» Tasks to perform:
- 1) Count how many lines of the rows below contain the string "tall", treating uppercase and lowercase as different, and reply with the number alone.
- 2) Continue the review of the Desperadoes graphic novel below, starting right after its last sentence.

Rating: * * 1/2 (out of 5)

Number of readings: 1

Published by Homage Comics / DC Comics

Set in the days of the Wild West, Desperadoes features a quartet of heroes whose gun slinging exploits tend also to involve a dollop of the supernatural. Created by Jeff Mariotte and John Cassaday, they've appeared in at least a couple of mini-series (at least one of which has been collected in a TPB), and this one-shot graphic novel.

The plot has our heroes, pursued by a posse, arriving in a quarantined town in mid-winter that's suffering from a flu epidemic. They stick around, helping out as best they can...and, eventually, a supernatural evil rears its ugly head.

It's bad enough when monthly comics provide very little introduction for the novice reader, but when you have a "series" that appears only irregularly in, ostensibly, self-contained stories (mini-series, graphic novels), it might behoove the creators to provide some background. But here it's not really clear who or what the heroes are, or how they came to hang out together. The title -- Desperadoes -- allows one to infer they're outlaws of some kind, and the fact that they are being pursued by a Sheriff re-inforces this. But otherwise they deport themselves properly, and when discovering the town is quarantined, happily do their civic duty; it's not clear how they make a living, actually. We are told the Sheriff is hunting them because they "accidentally" killed his wife...but no explanation is given for how this happened.

» Materials provided:
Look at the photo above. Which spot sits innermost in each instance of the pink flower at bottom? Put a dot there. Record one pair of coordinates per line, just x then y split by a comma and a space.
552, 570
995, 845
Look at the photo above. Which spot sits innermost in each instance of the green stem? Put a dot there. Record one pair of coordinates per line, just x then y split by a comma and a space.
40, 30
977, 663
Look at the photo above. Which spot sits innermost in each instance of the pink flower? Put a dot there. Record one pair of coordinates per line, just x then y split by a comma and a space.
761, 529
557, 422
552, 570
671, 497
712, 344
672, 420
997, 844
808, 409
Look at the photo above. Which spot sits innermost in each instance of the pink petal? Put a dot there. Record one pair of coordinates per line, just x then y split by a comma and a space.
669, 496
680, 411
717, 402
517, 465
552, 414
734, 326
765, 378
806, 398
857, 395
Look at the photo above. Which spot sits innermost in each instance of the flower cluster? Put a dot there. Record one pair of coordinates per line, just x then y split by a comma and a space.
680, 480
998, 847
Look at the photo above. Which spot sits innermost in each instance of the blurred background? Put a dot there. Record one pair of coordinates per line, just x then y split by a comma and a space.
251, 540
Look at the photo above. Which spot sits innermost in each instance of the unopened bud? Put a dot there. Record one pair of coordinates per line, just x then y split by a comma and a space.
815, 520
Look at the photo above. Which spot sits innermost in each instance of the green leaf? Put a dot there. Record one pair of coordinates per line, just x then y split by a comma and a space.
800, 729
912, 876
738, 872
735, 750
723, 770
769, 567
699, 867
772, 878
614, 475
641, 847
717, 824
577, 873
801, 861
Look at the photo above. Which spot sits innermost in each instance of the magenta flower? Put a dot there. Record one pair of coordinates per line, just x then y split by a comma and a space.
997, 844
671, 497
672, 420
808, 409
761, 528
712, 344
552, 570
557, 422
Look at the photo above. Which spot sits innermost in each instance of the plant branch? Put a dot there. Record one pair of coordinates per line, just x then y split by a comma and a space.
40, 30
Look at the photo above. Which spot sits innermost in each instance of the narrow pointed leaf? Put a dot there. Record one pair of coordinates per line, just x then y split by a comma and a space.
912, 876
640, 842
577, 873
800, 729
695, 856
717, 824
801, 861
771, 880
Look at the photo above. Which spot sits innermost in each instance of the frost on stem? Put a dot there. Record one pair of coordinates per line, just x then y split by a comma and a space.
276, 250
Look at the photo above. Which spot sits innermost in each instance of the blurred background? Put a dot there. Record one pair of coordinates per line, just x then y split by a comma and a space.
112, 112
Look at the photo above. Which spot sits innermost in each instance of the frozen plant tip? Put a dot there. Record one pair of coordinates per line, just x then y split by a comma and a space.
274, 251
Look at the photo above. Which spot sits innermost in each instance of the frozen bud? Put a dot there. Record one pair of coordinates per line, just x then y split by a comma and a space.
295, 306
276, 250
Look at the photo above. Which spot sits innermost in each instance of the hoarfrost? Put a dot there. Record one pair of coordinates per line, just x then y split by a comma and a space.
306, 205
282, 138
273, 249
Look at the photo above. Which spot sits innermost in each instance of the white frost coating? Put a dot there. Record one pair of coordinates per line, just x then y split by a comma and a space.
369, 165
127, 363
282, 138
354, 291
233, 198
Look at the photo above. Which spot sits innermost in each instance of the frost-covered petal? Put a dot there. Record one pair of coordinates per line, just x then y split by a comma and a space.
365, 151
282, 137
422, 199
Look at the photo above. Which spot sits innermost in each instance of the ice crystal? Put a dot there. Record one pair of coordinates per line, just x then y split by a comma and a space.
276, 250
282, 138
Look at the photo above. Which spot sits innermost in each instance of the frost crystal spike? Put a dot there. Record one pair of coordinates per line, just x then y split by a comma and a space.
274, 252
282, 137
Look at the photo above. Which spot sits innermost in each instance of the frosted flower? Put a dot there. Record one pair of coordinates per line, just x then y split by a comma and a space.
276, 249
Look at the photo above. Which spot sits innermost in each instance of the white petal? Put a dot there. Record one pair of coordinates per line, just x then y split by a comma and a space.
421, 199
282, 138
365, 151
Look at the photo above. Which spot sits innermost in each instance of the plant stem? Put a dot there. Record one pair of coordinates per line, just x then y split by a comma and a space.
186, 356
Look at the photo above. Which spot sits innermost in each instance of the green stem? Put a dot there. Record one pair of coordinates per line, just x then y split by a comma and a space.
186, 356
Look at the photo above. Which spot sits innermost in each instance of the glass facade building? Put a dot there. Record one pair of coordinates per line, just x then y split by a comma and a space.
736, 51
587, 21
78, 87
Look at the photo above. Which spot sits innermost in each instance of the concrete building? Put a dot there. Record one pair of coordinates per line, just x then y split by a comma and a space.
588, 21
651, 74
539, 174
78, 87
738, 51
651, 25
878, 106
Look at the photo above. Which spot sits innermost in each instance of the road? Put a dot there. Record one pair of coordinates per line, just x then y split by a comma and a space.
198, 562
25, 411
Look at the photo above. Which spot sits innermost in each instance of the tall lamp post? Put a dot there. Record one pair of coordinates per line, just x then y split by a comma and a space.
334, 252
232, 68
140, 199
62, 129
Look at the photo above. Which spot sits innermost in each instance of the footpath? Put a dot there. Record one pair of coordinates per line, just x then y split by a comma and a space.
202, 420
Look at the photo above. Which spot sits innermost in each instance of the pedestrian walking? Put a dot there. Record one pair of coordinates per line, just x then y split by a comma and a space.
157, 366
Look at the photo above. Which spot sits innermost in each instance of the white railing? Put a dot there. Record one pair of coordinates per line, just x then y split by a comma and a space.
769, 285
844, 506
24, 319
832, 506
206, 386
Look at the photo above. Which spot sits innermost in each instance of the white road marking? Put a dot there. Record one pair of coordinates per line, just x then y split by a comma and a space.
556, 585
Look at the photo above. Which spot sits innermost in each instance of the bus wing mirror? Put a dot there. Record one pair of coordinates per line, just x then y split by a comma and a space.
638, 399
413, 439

» Task-by-task answers:
- 1) 1

- 2)
A great deal of the story is concerned more with character than action and adventure -- without the characters being that well--defined. Sure, leader Gideon Brood is obviously a battle scarred middle-age guy, and Race Kennedy is the well-tailored easterner; Jerome Alexander Betts is perhaps most clearly defined simply as "the black guy"; and while narrator Abby DeGrazia is, in some respects, the main character, she's not especially well delineated. The character stuff doesn't really go much of anywhere, anyway. Partly my objection can be laid at the feet of the story's format: the graphic novel. If this was one or two issues of an on-going title, it might not seem so strange. But presented as it is, you expect a little more detail to who and what these people are.

The plot is pretty basic. Characters are thrown in, then nothing is done with them -- the heroes are befriended by a boy...whho then dies from the flu a couple of pages later. Abby romances a local doctor...but he isn't given much personality.

The supernatural threat only starts being introduced about half-way through, and when finally confronted, proves anti-climactic. Always a fan of larger-than-life fantasy and SF, normally I'd approve of mixing the western milieu with fantasy elements. But precisely because it takes so long to show up, it felt frankly intrusive and tacked on. Like the story might've worked better as a straight western story (since there aren't too many of those in comics these days).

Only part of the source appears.